▶ [Records for processing]

►

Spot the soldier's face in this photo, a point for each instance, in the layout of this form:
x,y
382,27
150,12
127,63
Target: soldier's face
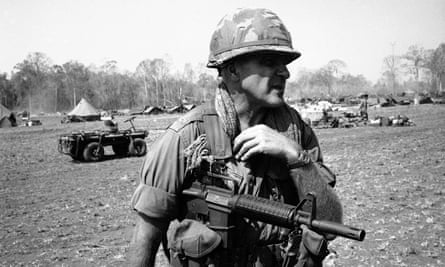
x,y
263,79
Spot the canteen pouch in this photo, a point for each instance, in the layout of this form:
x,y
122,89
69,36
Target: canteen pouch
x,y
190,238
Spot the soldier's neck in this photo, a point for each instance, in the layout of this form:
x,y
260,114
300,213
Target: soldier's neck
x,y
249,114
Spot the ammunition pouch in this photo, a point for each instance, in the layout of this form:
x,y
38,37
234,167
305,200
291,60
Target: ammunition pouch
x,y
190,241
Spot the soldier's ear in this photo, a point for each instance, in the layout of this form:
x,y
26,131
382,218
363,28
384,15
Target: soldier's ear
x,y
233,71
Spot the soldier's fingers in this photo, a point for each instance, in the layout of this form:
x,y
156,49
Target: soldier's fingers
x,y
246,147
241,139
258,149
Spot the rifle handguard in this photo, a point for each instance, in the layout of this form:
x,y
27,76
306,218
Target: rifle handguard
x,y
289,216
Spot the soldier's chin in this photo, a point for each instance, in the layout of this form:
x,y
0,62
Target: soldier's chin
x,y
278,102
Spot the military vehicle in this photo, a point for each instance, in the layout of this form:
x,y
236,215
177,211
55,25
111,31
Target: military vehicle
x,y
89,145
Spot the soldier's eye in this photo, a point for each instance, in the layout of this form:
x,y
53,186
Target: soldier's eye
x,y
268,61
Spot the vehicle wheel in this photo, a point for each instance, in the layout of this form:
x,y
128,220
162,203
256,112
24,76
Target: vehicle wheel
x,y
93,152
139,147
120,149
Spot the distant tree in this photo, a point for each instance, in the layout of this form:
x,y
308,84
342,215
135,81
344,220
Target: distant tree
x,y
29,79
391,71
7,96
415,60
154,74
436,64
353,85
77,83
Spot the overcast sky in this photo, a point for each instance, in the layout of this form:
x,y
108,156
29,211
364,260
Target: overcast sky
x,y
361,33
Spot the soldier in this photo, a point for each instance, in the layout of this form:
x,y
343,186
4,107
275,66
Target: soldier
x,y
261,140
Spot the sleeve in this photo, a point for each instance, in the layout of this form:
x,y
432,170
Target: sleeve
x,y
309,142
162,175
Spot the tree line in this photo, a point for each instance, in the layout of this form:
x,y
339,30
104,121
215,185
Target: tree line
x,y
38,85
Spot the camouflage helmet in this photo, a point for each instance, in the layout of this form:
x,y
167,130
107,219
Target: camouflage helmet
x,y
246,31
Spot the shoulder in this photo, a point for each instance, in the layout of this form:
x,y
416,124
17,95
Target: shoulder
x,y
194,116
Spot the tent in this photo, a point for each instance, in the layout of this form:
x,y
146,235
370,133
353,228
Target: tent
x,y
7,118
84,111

◄
►

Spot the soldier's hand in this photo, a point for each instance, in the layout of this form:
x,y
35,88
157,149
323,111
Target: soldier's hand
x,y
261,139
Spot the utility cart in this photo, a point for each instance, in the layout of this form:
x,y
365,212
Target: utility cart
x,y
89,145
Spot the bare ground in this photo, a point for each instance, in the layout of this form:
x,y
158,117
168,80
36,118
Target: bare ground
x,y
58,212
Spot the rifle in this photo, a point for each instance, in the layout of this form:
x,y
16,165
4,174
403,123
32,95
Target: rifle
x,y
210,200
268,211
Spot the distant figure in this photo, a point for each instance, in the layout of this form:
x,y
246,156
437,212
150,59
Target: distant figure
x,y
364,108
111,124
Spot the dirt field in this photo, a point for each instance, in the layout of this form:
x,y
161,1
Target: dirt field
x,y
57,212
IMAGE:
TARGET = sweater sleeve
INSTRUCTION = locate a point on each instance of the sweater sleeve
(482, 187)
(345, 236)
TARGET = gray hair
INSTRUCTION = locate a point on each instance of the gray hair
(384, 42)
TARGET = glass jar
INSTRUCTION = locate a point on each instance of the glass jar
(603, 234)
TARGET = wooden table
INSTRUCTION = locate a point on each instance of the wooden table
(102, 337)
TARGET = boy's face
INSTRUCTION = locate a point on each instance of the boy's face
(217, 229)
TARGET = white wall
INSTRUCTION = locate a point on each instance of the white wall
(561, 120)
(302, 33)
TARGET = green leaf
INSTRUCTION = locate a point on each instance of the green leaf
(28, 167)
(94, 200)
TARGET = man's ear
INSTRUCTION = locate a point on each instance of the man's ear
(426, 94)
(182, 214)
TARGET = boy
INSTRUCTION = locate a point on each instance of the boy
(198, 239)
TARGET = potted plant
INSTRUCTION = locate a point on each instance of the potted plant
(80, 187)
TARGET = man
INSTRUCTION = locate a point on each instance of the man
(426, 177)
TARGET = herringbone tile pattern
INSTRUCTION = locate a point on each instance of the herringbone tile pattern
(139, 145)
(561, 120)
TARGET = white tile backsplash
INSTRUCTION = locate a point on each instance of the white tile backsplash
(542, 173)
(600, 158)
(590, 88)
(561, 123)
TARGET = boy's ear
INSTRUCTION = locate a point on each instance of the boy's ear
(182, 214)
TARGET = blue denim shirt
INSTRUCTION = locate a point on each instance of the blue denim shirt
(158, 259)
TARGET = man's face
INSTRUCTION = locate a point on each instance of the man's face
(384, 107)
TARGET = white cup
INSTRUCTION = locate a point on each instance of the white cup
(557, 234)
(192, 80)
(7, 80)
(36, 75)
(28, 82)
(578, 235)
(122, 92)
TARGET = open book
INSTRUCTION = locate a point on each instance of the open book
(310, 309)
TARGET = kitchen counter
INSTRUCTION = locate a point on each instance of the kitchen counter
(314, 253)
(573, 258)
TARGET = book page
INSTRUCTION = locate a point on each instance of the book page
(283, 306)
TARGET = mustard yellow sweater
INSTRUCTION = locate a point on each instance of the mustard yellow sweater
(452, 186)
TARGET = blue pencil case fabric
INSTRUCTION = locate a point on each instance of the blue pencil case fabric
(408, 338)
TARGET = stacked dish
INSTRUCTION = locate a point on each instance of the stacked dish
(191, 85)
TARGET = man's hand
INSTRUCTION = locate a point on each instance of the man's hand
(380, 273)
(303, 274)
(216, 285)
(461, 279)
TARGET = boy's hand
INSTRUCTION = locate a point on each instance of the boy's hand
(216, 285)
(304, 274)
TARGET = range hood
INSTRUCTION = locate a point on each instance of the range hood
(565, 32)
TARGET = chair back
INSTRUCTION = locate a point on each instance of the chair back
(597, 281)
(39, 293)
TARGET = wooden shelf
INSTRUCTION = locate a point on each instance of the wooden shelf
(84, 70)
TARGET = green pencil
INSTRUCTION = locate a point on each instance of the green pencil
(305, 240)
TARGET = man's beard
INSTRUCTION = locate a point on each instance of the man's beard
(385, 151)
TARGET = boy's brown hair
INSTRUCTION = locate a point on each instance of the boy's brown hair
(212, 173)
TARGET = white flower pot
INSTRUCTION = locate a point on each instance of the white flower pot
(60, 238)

◄

▶ [Exercise brief] Print exactly the lines of the listing above starting at the line containing "the green pencil" and ending at the line containing "TARGET = white flower pot", both included.

▶ [Result of the task]
INSTRUCTION = locate a point on each instance of the green pencil
(305, 240)
TARGET = man's beard
INSTRUCTION = locate a point on each instance of the man's beard
(385, 151)
TARGET = boy's brown hair
INSTRUCTION = locate a point on each instance of the boy's brown hair
(212, 173)
TARGET = white flower pot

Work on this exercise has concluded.